### About this exercise
Among the records, which lines include "building"? List them.

Stored records
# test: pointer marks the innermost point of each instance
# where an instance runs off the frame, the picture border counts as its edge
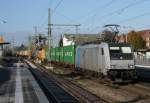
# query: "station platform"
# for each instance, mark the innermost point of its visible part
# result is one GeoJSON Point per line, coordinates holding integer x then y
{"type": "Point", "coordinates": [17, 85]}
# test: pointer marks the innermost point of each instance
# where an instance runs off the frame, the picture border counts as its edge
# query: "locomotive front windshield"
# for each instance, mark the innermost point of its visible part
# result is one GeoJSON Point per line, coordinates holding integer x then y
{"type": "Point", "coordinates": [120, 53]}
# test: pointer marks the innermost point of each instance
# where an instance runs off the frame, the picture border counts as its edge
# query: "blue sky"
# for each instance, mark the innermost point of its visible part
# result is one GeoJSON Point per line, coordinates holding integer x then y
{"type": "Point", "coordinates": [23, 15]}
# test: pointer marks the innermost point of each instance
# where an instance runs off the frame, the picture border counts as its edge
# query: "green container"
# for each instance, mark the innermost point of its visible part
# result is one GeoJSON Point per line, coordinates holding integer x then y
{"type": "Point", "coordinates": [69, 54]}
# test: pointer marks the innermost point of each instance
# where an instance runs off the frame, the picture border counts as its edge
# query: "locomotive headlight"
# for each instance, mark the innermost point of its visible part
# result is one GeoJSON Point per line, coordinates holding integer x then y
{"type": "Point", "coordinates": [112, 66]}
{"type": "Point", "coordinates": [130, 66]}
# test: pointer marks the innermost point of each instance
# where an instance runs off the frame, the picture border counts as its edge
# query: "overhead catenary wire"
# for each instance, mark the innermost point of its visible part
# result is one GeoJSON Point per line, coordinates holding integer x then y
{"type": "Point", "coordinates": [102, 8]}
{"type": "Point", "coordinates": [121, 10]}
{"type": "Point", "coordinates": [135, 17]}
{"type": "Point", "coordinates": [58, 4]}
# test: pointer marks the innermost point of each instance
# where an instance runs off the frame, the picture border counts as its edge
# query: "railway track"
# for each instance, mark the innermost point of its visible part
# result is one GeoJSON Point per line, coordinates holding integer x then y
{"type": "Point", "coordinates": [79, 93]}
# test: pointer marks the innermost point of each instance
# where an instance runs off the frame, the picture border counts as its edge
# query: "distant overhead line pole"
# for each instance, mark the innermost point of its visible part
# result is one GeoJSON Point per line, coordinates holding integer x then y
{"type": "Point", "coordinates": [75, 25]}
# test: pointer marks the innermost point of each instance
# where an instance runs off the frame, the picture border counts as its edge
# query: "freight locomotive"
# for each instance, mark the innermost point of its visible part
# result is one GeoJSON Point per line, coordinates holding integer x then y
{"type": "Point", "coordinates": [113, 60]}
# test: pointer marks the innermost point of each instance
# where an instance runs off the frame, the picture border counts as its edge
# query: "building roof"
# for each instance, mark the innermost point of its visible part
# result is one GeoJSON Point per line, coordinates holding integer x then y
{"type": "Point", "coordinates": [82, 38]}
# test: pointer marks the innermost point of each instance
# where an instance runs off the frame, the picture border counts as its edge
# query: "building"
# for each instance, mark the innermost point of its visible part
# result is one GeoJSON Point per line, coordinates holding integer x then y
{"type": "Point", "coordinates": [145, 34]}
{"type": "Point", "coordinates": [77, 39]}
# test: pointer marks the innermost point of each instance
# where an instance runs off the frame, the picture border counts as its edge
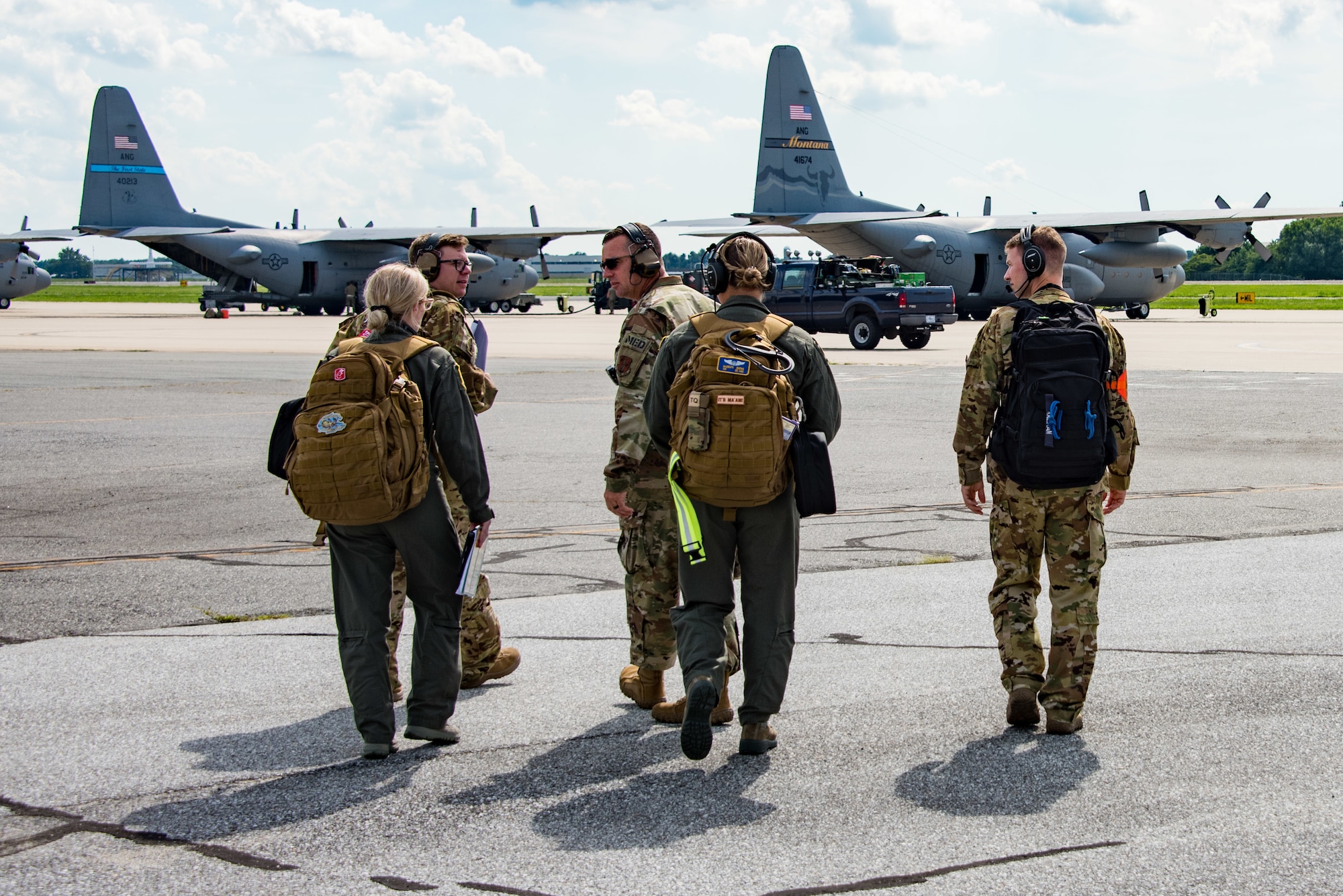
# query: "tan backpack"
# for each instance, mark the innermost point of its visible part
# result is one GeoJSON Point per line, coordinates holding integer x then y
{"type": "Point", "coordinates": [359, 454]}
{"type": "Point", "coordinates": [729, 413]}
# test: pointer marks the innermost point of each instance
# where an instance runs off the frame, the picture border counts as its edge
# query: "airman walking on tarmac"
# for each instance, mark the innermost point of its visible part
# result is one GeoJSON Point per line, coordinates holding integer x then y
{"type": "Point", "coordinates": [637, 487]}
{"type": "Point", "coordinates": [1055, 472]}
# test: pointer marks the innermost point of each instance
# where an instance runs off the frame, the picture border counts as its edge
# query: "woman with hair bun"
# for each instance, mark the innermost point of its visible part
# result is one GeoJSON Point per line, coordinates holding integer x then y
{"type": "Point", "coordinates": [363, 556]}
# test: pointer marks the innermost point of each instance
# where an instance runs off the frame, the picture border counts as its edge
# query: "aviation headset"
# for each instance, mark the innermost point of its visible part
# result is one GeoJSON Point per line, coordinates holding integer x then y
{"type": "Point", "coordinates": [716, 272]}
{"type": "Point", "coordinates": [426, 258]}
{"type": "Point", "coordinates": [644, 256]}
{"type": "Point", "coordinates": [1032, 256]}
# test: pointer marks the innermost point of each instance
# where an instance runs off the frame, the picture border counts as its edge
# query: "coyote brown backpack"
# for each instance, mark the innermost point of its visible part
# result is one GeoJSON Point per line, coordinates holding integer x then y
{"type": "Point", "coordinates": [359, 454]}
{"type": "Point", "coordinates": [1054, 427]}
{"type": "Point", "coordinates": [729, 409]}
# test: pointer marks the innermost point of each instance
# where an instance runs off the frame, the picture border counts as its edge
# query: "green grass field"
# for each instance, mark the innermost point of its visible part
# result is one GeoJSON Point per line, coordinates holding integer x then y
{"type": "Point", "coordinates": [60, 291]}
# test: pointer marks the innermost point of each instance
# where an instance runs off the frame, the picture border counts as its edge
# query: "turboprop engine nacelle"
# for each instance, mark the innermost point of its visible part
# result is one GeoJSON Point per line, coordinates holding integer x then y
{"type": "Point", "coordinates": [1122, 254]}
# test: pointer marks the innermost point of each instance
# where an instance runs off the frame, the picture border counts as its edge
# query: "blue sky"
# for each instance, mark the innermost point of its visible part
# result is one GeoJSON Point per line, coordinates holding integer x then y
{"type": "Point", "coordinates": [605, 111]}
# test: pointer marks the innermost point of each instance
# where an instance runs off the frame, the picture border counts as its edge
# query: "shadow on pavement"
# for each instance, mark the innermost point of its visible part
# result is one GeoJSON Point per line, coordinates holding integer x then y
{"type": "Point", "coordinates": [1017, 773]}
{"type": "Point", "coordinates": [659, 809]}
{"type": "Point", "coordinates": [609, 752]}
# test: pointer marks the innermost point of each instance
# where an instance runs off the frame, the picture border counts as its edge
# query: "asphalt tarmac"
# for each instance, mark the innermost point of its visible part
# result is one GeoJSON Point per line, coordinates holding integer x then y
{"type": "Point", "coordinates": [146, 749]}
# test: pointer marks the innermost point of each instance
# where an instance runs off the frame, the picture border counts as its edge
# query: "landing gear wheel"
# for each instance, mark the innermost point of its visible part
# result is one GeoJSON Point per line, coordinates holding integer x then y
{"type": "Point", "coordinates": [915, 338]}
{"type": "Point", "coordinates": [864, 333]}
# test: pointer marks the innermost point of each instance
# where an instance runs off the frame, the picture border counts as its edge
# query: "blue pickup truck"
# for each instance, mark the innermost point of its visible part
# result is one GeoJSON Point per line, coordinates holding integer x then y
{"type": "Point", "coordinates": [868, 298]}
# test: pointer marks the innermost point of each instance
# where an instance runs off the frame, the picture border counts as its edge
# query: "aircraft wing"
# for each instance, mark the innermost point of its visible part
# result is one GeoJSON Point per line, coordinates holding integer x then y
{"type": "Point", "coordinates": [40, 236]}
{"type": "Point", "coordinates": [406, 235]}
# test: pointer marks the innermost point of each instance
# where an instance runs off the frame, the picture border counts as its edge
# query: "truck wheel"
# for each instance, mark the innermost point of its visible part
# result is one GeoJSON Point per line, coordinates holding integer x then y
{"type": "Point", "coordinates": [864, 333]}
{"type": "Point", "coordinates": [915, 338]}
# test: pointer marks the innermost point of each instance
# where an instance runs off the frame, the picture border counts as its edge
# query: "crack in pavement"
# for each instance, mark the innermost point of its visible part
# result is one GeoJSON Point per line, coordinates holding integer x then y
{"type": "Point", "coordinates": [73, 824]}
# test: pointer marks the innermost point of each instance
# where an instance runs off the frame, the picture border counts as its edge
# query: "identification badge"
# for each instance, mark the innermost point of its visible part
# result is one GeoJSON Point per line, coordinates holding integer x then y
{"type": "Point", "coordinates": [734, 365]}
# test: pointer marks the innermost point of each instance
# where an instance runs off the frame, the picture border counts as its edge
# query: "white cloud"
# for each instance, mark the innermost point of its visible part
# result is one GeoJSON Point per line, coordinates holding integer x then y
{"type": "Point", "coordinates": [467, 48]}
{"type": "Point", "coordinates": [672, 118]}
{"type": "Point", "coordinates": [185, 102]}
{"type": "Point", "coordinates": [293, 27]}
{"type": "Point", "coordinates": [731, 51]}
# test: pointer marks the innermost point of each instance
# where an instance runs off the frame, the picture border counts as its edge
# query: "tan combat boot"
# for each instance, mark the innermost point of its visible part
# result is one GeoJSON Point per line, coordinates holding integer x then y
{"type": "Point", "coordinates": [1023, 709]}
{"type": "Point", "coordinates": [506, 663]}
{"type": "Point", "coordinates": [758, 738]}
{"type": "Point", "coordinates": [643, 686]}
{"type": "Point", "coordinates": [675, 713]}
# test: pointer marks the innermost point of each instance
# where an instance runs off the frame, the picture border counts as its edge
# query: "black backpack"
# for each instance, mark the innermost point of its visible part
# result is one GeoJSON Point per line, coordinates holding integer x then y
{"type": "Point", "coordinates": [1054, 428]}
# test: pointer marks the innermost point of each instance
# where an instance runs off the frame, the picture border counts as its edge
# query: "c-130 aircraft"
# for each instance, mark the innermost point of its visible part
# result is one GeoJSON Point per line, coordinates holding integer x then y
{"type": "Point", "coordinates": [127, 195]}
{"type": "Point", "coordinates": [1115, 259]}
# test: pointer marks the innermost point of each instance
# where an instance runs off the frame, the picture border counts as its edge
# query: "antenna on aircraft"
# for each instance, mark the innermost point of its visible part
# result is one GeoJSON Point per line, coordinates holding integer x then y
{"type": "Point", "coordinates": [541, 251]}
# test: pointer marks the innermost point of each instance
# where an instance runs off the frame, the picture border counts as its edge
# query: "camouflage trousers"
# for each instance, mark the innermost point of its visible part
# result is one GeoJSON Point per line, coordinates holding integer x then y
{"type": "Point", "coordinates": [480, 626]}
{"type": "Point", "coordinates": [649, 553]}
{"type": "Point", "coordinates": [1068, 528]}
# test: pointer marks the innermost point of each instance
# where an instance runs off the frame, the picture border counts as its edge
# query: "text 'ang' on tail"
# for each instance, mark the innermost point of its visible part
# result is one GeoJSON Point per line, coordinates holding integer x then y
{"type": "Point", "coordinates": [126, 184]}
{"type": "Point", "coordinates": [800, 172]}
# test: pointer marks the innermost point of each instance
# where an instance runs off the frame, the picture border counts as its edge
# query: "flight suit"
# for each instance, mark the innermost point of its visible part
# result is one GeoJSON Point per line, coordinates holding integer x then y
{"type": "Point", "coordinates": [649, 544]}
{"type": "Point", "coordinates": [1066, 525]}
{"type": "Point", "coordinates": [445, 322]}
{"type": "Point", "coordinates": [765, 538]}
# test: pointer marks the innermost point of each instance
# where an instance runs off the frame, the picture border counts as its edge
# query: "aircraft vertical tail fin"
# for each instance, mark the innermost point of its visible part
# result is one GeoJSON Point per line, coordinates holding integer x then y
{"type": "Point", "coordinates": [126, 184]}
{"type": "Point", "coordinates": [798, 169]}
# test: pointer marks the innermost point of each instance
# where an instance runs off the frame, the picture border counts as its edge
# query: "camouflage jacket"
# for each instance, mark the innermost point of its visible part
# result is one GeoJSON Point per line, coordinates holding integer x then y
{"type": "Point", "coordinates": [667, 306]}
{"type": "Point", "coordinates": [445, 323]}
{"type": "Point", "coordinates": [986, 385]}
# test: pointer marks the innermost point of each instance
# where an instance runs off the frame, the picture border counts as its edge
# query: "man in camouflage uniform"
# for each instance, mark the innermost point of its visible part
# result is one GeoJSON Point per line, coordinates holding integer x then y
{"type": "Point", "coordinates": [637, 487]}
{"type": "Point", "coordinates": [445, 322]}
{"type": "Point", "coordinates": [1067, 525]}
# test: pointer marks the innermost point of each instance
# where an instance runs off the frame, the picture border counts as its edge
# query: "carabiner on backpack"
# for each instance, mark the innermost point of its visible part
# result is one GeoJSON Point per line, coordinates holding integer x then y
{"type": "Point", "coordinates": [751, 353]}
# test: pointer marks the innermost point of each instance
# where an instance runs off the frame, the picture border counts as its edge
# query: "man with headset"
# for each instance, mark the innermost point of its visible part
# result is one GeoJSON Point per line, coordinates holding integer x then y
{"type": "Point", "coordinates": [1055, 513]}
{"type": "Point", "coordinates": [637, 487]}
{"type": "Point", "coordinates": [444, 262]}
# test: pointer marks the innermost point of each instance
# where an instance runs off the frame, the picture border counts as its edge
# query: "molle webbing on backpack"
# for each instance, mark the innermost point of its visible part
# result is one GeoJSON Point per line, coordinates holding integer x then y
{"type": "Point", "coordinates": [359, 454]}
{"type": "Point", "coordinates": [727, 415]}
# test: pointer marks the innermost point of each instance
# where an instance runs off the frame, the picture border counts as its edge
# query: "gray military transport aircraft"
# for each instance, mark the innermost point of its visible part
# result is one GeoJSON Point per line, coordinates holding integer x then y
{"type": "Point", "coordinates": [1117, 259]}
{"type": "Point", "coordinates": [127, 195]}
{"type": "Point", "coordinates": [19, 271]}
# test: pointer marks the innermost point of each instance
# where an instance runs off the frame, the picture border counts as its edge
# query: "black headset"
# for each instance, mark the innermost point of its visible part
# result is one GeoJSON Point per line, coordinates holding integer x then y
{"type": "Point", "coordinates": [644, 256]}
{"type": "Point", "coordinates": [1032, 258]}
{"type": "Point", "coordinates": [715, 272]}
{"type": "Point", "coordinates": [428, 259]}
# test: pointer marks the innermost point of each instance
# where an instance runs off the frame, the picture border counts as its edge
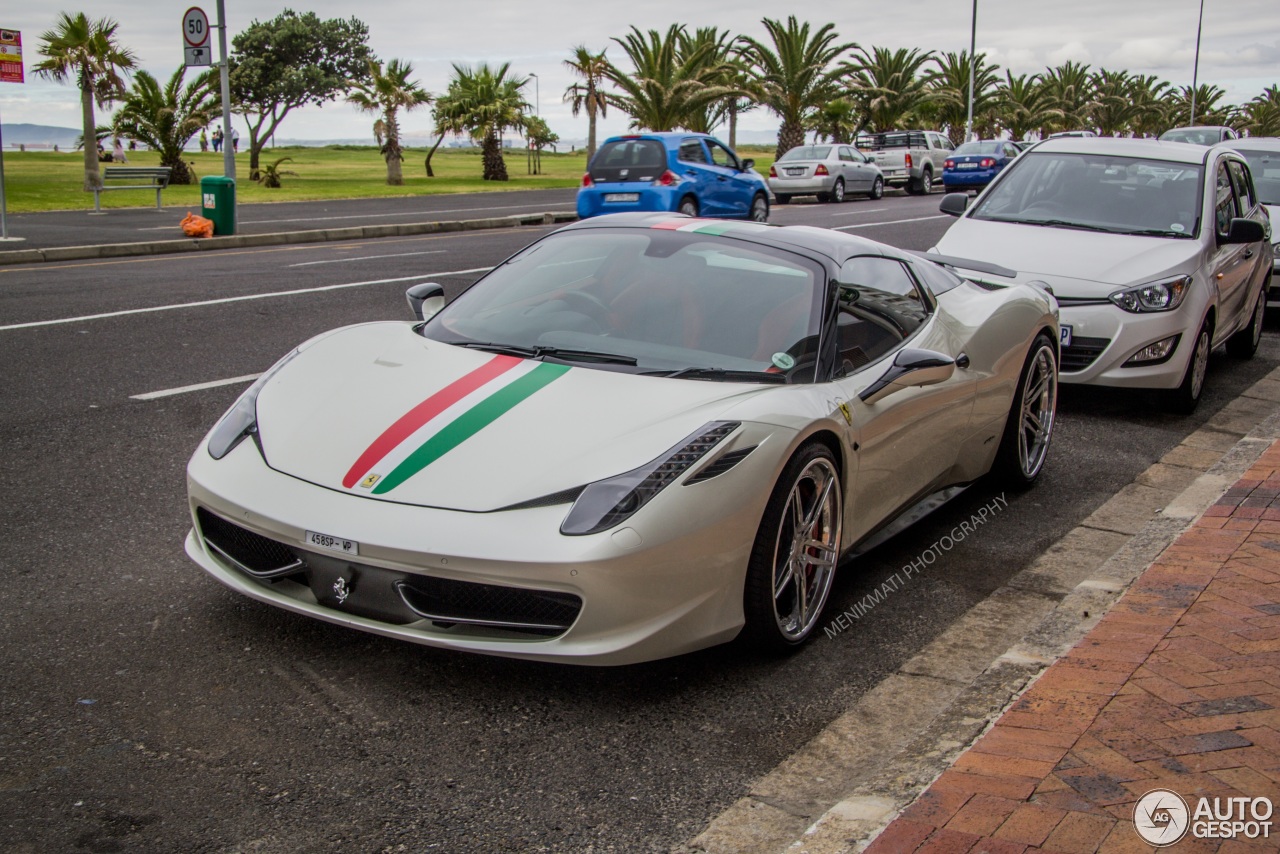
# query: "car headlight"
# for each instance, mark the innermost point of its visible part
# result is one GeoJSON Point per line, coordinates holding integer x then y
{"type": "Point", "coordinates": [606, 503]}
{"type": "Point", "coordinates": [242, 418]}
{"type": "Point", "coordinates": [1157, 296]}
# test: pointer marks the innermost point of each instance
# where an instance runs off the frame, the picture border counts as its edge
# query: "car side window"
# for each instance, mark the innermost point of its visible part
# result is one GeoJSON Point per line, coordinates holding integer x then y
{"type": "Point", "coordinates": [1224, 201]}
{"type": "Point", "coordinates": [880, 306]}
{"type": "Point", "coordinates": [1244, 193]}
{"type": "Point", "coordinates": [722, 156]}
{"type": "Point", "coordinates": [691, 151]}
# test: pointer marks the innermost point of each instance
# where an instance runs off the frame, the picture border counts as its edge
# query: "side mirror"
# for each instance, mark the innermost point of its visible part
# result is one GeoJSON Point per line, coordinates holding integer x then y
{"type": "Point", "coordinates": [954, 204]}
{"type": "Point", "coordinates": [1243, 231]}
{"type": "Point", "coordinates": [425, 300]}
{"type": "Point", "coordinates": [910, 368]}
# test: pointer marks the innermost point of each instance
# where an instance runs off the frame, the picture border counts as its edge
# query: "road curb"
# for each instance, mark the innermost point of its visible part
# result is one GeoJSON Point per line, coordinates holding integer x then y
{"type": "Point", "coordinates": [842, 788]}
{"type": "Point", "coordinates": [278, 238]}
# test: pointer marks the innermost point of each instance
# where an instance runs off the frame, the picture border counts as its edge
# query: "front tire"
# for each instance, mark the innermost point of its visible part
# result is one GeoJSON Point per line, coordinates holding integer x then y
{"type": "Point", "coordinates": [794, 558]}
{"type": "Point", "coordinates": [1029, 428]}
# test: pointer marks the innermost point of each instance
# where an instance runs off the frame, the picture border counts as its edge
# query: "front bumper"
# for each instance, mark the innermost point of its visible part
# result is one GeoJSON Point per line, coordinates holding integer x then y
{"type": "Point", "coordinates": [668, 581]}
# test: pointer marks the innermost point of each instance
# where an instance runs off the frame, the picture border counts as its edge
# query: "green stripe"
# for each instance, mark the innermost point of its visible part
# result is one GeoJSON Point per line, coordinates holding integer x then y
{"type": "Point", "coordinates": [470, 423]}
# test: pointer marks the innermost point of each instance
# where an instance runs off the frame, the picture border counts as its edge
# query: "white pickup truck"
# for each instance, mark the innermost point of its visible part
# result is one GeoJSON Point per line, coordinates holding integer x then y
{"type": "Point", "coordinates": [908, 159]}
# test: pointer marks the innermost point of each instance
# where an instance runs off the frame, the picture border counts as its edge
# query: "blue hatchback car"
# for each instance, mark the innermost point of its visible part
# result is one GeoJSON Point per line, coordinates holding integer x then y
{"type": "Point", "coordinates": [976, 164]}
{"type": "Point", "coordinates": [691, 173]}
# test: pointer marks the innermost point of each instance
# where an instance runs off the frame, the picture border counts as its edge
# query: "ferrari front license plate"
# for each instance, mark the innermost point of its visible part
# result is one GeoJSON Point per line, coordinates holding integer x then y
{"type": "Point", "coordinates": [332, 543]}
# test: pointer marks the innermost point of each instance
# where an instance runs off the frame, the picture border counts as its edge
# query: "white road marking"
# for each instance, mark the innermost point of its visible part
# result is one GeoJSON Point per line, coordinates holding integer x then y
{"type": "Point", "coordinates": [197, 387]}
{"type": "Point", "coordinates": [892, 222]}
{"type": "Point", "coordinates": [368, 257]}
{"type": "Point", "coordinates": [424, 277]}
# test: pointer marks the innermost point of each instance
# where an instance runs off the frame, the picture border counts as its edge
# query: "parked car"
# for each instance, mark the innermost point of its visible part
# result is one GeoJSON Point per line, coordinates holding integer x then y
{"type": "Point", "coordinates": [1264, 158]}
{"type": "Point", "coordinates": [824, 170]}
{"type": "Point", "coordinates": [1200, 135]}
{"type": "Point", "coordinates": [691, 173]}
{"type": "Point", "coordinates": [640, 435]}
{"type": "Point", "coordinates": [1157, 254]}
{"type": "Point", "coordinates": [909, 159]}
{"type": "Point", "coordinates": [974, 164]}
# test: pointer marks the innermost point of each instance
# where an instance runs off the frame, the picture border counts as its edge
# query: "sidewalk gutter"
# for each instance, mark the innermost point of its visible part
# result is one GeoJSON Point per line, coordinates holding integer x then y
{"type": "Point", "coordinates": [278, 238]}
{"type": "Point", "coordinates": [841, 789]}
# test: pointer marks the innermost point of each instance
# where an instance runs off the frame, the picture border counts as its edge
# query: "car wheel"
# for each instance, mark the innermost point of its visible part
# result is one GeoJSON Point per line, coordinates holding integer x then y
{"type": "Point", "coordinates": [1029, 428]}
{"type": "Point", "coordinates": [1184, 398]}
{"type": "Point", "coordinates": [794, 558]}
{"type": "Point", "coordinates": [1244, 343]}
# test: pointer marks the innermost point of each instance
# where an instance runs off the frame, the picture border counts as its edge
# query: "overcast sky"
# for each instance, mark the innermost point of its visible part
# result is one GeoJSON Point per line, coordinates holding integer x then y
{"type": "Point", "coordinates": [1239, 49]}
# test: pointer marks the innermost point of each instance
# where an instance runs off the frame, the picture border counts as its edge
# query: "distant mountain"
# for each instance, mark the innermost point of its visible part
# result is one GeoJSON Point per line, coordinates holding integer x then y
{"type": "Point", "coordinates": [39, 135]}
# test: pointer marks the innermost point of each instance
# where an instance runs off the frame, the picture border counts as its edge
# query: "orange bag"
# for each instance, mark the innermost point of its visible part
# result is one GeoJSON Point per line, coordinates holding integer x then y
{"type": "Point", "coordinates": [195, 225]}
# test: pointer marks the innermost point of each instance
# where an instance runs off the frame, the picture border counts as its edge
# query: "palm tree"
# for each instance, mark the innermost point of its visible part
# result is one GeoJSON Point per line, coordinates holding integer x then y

### Problem solution
# query: "building roof"
# query: "building"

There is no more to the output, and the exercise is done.